__Instruction A__
In the tile cleaner thread, what is the name of the SureSeal Co. product that is recommended?
__Instruction B__
From the tile cleaner thread, print everything from "## JJC (Nov" down to "(Nov 22, 2005)".

__Supplied passage__
□ □ □ □ □

# Looking for a good tile cleaner??



## Sellncars (Nov 21, 2005)

Anyone know of a good tile cleaner???

Thanks,
Sellncars


----------



## ee3 (Feb 10, 2006)

Aqua Mix


----------



## Mike Finley (Apr 28, 2004)

1 cup Baking Soda 
1 cup Ammonia 
1/2 cup Vinegar 
1/2 gallon Warm Water 

I've heard that works, let us know if you try it.


----------



## JJC (Nov 5, 2005)

Try SureSeal Co. They have a product called Restoration Cleaner. Have had great luck with it, actually all their products. (sealers etc.) This restoration cleaner does not have any bad fumes, does not require rubber gloves, and all that other stuff. There is no diluting necessary, just follow the directions. Since I can't post a link, here goes the long convoluted process. Its located at SureSealUSA. Since I don't know where in the country you are located I'm unable to pinpoint a supplier for you. If you have questions, E-M me.

Jim


----------



## diego79 (Nov 22, 2005)

> Anyone know of a good tile cleaner???


Me! :thumbup: 





JJC said:


> Try SureSeal Co. They have a product called Restoration Cleaner. Have had great luck with it, actually all their products. (sealers etc.) This restoration cleaner does not have any bad fumes, does not require rubber gloves, and all that other stuff. There is no diluting necessary, just follow the directions. Since I can't post a link, here goes the long convoluted process. Its located at SureSealUSA. Since I don't know where in the country you are located I'm unable to pinpoint a supplier for you. If you have questions, E-M me.
> 
> Jim


 Sureseal is good. i have about 1000 dollars of their sealer sitting in my garage right now - which is easy at 150 dollars a gallon. Their cleaner is pretty expensive stuff actually and since you don't dilute it, it ends up being about 8 times more expensve than most normal professional cleaners that are diluted 4 to 1.

□ □ □ □ □

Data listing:
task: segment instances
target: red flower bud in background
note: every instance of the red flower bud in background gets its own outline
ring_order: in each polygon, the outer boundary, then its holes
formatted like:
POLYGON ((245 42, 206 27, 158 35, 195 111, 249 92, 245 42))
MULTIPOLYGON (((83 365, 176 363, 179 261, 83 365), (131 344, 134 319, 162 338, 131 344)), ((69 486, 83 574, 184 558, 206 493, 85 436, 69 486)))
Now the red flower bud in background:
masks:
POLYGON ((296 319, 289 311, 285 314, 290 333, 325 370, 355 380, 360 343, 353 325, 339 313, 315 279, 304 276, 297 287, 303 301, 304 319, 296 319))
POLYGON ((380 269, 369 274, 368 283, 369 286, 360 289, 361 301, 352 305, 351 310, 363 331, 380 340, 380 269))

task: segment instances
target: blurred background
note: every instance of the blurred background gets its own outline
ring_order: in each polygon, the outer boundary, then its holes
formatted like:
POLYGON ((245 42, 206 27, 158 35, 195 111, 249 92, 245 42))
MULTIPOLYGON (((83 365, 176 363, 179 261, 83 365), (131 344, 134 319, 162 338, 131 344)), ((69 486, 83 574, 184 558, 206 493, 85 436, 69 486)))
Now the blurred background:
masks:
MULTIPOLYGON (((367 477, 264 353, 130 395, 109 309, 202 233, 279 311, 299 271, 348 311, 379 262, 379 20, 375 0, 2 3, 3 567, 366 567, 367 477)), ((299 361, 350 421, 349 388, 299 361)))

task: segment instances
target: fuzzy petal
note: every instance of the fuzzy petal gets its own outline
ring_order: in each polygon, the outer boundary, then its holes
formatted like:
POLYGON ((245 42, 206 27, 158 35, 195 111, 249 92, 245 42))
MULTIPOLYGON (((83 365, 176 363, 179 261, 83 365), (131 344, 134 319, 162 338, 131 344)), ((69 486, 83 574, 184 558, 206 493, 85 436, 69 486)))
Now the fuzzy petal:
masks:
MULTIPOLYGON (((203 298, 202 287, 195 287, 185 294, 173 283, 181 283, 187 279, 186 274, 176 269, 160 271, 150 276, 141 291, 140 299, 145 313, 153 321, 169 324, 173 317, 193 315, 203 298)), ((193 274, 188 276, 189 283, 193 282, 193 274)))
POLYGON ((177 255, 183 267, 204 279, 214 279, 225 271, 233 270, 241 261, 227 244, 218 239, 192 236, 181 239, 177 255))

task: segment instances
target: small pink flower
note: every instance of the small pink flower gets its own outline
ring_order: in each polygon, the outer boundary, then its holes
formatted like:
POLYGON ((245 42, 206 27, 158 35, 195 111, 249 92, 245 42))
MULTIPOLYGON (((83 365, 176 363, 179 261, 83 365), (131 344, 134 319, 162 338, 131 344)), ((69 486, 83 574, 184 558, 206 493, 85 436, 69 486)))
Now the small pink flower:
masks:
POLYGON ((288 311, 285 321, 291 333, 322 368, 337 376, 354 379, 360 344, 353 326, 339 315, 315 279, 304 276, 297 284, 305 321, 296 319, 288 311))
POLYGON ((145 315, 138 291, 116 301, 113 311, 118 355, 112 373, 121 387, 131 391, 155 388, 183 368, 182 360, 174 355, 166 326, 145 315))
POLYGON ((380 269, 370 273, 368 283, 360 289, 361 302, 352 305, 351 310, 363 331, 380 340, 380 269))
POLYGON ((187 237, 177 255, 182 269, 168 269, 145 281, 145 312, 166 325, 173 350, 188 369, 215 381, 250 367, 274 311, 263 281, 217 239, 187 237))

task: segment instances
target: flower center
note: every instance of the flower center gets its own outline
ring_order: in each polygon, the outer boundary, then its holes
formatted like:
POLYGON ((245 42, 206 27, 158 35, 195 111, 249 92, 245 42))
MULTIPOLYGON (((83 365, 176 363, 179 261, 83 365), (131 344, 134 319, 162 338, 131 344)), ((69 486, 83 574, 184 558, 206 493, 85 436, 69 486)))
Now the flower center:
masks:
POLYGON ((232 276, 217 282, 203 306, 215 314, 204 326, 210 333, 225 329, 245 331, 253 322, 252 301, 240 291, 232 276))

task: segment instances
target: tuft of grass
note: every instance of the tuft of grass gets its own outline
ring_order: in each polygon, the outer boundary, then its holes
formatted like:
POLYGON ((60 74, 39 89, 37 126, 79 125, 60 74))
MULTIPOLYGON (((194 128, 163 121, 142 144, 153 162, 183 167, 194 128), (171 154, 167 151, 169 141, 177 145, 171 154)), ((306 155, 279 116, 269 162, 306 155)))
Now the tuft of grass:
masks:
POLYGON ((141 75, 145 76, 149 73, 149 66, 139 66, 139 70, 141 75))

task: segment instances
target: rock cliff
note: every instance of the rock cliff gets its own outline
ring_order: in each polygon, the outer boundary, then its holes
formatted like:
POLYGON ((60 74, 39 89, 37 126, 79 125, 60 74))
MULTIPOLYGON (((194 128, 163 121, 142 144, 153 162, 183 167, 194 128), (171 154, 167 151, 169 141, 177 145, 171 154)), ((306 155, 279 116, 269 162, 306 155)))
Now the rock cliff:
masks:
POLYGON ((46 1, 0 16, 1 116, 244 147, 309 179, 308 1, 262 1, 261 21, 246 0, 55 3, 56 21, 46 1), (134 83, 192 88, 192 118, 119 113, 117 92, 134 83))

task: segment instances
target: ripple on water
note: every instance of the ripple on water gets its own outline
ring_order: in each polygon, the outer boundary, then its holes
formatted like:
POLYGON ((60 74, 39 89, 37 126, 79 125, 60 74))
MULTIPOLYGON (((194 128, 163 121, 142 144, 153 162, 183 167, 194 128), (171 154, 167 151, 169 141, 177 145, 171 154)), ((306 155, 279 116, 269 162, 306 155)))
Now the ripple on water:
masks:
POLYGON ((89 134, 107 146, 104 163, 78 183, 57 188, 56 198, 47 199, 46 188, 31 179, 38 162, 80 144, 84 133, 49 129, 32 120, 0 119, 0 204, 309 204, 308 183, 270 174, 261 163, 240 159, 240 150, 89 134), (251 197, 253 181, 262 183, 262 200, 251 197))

□ □ □ □ □

__Expected output A__
Restoration Cleaner

__Expected output B__
## JJC (Nov 5, 2005)

Try SureSeal Co. They have a product called Restoration Cleaner. Have had great luck with it, actually all their products. (sealers etc.) This restoration cleaner does not have any bad fumes, does not require rubber gloves, and all that other stuff. There is no diluting necessary, just follow the directions. Since I can't post a link, here goes the long convoluted process. Its located at SureSealUSA. Since I don't know where in the country you are located I'm unable to pinpoint a supplier for you. If you have questions, E-M me.

Jim


----------



## diego79 (Nov 22, 2005)